▶ Directions for this task
Write out every line of the data below again, adjusting each number in the answer coordinates by -139 and keeping all other text as it is. Leave out the pictures.

▶ Data section
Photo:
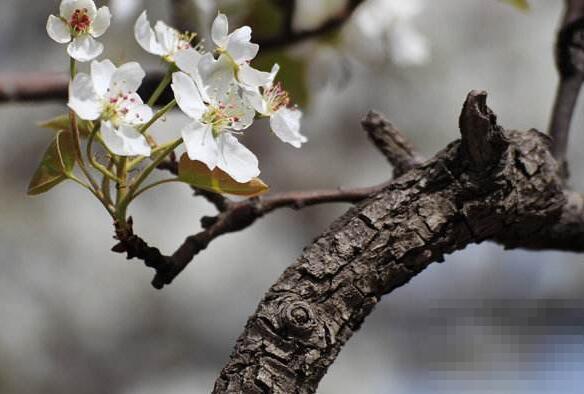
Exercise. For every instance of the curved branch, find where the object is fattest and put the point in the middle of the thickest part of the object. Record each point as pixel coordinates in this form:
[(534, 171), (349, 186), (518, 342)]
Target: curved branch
[(460, 197)]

▶ Complete output
Photo:
Exercise. For every instance of the curved branch, find where the object is fattest and put the point in the middle of the thickest part of the object. Record each point as pixel coordinates in this form:
[(534, 171), (349, 186), (518, 342)]
Target: curved branch
[(321, 58)]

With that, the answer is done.